Records to process:
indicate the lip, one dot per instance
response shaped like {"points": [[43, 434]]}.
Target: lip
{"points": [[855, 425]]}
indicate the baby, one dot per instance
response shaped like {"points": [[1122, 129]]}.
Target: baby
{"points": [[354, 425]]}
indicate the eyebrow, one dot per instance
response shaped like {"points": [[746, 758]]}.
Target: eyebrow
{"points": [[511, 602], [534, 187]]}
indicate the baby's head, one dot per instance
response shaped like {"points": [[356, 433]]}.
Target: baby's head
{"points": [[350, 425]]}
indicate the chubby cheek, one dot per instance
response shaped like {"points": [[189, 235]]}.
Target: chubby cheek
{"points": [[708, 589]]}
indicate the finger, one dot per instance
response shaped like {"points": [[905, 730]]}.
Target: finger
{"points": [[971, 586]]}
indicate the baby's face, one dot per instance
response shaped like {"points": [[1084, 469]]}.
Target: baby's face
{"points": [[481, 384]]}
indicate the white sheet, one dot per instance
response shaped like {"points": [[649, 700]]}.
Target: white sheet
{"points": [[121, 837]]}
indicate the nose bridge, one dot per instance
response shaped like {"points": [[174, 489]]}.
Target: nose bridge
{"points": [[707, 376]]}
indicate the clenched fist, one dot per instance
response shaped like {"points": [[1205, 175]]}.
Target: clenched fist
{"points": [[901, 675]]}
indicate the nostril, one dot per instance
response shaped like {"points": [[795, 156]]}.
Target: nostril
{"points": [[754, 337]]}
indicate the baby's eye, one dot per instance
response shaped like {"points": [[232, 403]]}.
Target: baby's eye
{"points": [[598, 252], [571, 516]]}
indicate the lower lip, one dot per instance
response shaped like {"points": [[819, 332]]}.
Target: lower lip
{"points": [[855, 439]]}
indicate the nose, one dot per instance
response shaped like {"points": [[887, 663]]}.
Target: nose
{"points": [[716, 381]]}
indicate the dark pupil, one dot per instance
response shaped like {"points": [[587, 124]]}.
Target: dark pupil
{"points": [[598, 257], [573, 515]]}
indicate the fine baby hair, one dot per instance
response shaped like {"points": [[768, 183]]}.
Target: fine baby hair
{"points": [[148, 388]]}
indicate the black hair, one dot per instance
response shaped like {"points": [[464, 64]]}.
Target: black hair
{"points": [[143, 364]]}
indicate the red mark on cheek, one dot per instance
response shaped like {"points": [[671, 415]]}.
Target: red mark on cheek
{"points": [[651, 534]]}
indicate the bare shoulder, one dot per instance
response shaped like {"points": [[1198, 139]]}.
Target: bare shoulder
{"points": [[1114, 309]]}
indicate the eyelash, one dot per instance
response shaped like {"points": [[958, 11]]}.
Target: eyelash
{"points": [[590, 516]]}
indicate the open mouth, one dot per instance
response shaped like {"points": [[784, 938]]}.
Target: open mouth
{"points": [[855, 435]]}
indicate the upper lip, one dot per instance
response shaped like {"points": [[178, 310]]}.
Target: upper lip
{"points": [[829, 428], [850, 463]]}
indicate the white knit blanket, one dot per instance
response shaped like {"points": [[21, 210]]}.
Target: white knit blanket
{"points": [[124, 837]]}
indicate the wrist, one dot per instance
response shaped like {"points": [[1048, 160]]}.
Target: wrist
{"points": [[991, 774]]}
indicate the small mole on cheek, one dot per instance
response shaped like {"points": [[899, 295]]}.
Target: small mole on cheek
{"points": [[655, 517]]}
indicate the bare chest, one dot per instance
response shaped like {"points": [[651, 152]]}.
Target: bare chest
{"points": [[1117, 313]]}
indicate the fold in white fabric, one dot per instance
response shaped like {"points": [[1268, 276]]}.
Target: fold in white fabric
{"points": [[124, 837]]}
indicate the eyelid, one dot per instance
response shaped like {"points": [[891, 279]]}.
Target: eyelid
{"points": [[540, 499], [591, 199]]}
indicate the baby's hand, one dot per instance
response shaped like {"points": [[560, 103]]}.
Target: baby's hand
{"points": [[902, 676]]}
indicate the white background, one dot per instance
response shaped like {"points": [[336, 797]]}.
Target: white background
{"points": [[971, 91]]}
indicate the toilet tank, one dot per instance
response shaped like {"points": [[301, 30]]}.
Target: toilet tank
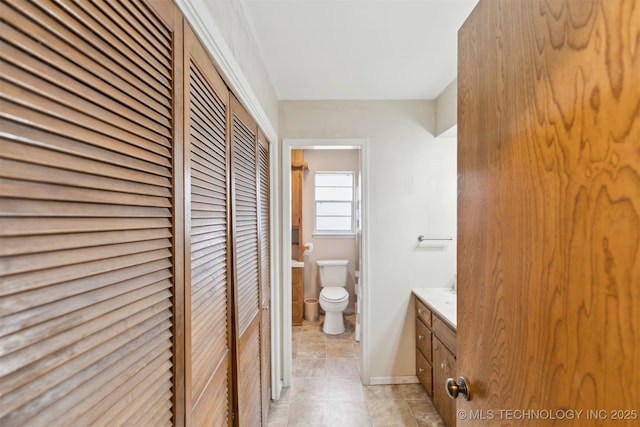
{"points": [[333, 272]]}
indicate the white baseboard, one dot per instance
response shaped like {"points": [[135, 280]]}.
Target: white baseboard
{"points": [[408, 379]]}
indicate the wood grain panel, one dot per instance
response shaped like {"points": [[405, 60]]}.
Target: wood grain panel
{"points": [[549, 206], [209, 304], [86, 223], [248, 377]]}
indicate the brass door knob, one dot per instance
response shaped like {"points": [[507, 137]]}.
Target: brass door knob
{"points": [[460, 387]]}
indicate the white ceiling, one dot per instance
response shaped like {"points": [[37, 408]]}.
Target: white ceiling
{"points": [[358, 49]]}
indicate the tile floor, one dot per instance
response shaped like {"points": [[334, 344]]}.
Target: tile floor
{"points": [[320, 360]]}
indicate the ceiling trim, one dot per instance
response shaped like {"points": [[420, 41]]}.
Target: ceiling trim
{"points": [[205, 26]]}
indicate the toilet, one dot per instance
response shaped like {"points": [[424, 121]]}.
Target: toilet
{"points": [[334, 297]]}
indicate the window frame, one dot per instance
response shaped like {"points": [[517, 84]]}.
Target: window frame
{"points": [[351, 201]]}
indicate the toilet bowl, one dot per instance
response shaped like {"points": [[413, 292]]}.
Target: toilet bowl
{"points": [[333, 298]]}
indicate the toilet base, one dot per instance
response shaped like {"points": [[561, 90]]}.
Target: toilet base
{"points": [[333, 323]]}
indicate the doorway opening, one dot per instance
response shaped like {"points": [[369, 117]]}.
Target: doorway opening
{"points": [[303, 246]]}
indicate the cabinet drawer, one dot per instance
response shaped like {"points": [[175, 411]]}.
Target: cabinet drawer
{"points": [[423, 313], [423, 339], [445, 334], [424, 372]]}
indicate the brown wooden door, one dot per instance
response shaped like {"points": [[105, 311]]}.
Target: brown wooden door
{"points": [[549, 211], [246, 274], [87, 223], [208, 306]]}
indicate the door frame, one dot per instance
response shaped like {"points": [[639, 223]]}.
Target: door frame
{"points": [[286, 359]]}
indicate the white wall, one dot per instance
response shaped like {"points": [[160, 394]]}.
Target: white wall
{"points": [[411, 191], [326, 247], [223, 28], [447, 108]]}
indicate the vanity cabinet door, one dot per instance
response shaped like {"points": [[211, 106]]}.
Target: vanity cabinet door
{"points": [[424, 372], [297, 300], [444, 366]]}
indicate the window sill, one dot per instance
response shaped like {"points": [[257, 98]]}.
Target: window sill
{"points": [[322, 235]]}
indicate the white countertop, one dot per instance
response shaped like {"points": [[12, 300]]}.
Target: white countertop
{"points": [[440, 300]]}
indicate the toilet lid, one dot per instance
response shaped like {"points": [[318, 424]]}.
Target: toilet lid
{"points": [[334, 293]]}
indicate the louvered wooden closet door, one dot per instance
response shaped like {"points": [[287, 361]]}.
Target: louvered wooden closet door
{"points": [[86, 221], [209, 321], [265, 270], [246, 273]]}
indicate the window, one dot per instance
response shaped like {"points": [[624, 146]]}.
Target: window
{"points": [[334, 202]]}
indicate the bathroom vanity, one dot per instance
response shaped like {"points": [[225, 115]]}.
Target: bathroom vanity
{"points": [[297, 293], [435, 310]]}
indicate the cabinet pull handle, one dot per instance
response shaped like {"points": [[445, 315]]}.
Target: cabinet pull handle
{"points": [[456, 388]]}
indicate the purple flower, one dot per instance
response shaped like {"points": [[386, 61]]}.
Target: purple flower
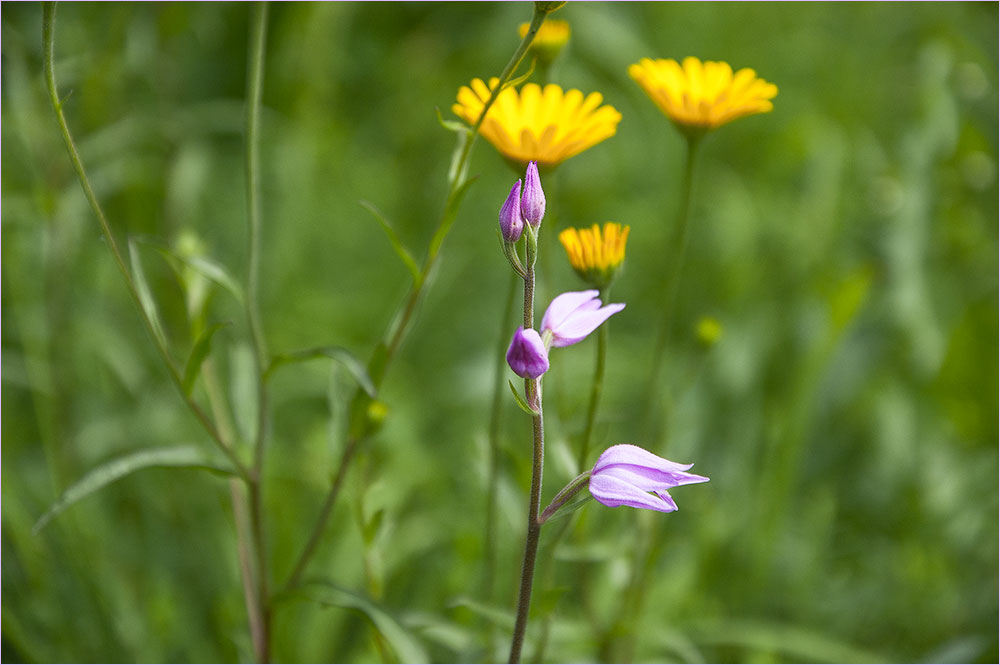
{"points": [[511, 223], [574, 315], [533, 200], [625, 475], [527, 355]]}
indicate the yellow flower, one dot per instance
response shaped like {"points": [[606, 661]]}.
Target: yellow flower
{"points": [[549, 40], [534, 125], [703, 96], [596, 257]]}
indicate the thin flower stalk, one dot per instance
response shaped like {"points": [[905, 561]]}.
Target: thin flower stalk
{"points": [[359, 430], [256, 598], [255, 80], [671, 284]]}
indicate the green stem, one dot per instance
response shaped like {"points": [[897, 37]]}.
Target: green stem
{"points": [[596, 388], [255, 79], [672, 284], [456, 188], [48, 41], [533, 393], [494, 442]]}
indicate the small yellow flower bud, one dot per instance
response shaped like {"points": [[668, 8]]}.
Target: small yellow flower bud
{"points": [[595, 256], [708, 331], [549, 41]]}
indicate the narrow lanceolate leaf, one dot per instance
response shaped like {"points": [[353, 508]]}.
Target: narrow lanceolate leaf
{"points": [[454, 201], [407, 647], [176, 456], [339, 354], [202, 347], [145, 295], [215, 272], [403, 254], [520, 400]]}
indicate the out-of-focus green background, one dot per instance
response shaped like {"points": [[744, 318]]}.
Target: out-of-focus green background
{"points": [[846, 242]]}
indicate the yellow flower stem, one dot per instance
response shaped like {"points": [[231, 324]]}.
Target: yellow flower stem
{"points": [[596, 388], [649, 544], [672, 285], [385, 352]]}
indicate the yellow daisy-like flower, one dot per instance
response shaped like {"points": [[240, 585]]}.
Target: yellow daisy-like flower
{"points": [[547, 126], [549, 40], [703, 95], [596, 257]]}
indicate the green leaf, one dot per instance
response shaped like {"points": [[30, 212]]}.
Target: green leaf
{"points": [[397, 245], [144, 293], [522, 78], [215, 272], [450, 211], [201, 264], [407, 647], [175, 456], [202, 347], [520, 400], [339, 354]]}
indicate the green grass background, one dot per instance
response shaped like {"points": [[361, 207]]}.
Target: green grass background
{"points": [[847, 243]]}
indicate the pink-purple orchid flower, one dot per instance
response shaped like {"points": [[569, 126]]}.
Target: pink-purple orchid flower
{"points": [[627, 475], [569, 318]]}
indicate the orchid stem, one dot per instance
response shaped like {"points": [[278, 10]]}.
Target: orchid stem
{"points": [[255, 78], [394, 337], [533, 393]]}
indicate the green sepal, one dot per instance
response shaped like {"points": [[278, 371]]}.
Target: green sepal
{"points": [[520, 400]]}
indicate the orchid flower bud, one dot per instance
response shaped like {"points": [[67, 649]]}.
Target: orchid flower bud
{"points": [[527, 355], [533, 200], [511, 223]]}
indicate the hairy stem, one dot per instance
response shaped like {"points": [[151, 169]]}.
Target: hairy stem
{"points": [[255, 79], [533, 393], [494, 444]]}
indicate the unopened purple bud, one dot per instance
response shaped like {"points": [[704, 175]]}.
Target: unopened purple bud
{"points": [[533, 201], [527, 355], [511, 224]]}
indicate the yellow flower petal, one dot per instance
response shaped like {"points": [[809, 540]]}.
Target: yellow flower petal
{"points": [[703, 95], [535, 124]]}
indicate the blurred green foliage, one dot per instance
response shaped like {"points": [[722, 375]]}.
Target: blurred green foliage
{"points": [[846, 243]]}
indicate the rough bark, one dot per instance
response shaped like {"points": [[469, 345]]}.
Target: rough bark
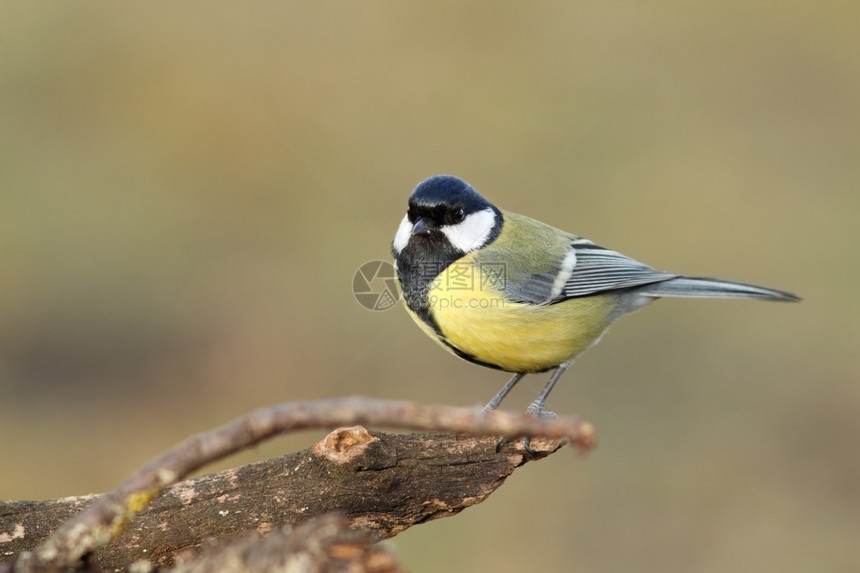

Exercise: Emit the lines from the line containing "indicate the yellow flower petal, one" to the final line of the material, inclusive, exactly as written; pictures are excluded.

Complete response:
indicate the yellow flower petal, one dot per instance
response shaped like {"points": [[809, 540]]}.
Target: yellow flower petal
{"points": [[703, 95], [535, 124]]}
indicate the blurred green foliage, one dot per instance
response shaped like {"points": [[722, 375]]}.
Target: blurred green foliage
{"points": [[846, 243]]}
indicate the rough bark, one dot per instance
response shaped like {"points": [[469, 345]]}.
Target: rough bark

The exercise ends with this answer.